- [What is required]: Set all the entries down again, unaltered.

- [Information provided]:
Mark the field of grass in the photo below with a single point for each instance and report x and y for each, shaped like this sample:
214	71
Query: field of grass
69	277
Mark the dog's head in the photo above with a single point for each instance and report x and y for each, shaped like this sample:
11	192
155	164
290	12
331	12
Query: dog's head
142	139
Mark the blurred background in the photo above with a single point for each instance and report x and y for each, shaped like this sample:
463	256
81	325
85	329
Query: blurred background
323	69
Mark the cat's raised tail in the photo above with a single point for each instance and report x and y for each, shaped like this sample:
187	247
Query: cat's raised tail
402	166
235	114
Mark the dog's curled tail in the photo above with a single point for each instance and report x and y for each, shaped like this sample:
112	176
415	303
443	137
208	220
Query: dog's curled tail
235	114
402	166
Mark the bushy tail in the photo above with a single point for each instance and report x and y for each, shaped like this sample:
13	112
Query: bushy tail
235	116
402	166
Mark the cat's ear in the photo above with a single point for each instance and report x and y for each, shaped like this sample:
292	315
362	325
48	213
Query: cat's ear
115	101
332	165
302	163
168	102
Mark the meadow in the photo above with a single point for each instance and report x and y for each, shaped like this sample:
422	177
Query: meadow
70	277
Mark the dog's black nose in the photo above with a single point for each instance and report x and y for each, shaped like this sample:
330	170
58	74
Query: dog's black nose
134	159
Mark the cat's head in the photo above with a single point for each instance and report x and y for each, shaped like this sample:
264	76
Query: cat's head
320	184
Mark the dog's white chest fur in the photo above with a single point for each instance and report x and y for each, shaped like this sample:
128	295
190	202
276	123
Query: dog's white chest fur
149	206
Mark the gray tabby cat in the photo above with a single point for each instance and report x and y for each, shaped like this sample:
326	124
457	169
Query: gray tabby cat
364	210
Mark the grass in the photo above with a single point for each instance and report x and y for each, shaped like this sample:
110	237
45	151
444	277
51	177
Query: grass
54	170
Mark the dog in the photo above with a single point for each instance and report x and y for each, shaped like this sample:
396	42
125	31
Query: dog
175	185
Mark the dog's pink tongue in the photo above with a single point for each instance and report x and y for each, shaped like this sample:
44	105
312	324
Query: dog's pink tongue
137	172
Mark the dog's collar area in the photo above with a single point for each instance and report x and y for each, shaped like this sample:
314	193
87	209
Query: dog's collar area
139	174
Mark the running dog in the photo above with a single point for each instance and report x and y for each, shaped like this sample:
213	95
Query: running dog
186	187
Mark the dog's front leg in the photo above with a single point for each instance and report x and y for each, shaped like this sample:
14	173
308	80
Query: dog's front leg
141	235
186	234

- [Task result]:
Mark the field of grass in the photo below with a single point for each instance and report x and y for each, shaped like this sample:
214	71
Query: field of grass
69	277
Mark the dog's head in the photo above with a single point for each instance and report x and y for each, shaped like this sample:
11	192
155	164
290	12
331	12
Query: dog's head
142	139
Mark the blurred background in the photo above with a single point for each instance and report x and y for each, shaped like this sample:
463	256
81	325
85	329
Query: blurred background
323	69
Mark the cat's raised tail in the photo above with a single point for each instance and report x and y for each, shaped like this sample:
187	247
Query: cat's raised tail
402	166
235	114
Mark the dog's curled tail in the photo above with a single point for each instance and report x and y for each, shaped like this sample:
112	176
415	303
443	137
208	220
Query: dog's curled tail
235	114
402	166
Mark the bushy tail in the photo above with a single point for each instance and report x and y for each, shaped like this sample:
13	112
Query: bushy tail
235	116
402	166
Mark the cat's ear in the photo above with a single point for each instance and report x and y for each, shaped like this sample:
292	315
362	325
48	213
Query: cat's ear
115	101
332	165
302	163
168	102
Mark the meadow in the photo above with a single point for each instance and report x and y for each, shaped like this sample:
422	177
Query: meadow
70	277
Mark the dog's black nose in the photo above with a single point for each instance and report x and y for each, shaped like this sample:
330	170
58	74
Query: dog's black nose
134	159
Mark the cat's head in the photo above with a single point for each instance and report x and y for each, shaped like this sample:
264	76
Query: cat's head
320	184
Mark the dog's white chest fur in the photo above with a single point for each instance and report x and y for each, shaped like this sample:
128	295
190	202
276	123
Query: dog's white chest fur
149	206
Mark the gray tabby cat in the photo above with a single point for each instance and report x and y for each, shaped like this sample:
326	124
457	169
Query: gray tabby cat
364	210
Mark the grass in the photo above with a single point for each instance and report x and y for each, shaped like this sample:
110	237
45	151
444	277
51	177
Query: grass
54	170
Mark the dog in the photo above with a single point for each instance and report x and y for each, shaped like this sample:
396	42
125	31
Query: dog
175	185
Mark the dog's pink tongue in the photo above with a single point for each instance and report x and y for each, shaped like this sample:
44	105
312	324
Query: dog's pink tongue
137	172
Mark the dog's collar area in the photo above with a single point for each instance and report x and y for each, shaped like this sample:
314	193
87	209
Query: dog's collar area
139	174
Mark the running dog in the photo above with a single point for each instance and report x and y for each, shaped like this sample:
213	95
Query: running dog
186	187
Mark the dog's front leg in the photo above with a single point for each instance and report x and y for each, shaped like this sample:
14	173
308	80
Query: dog's front leg
141	235
186	234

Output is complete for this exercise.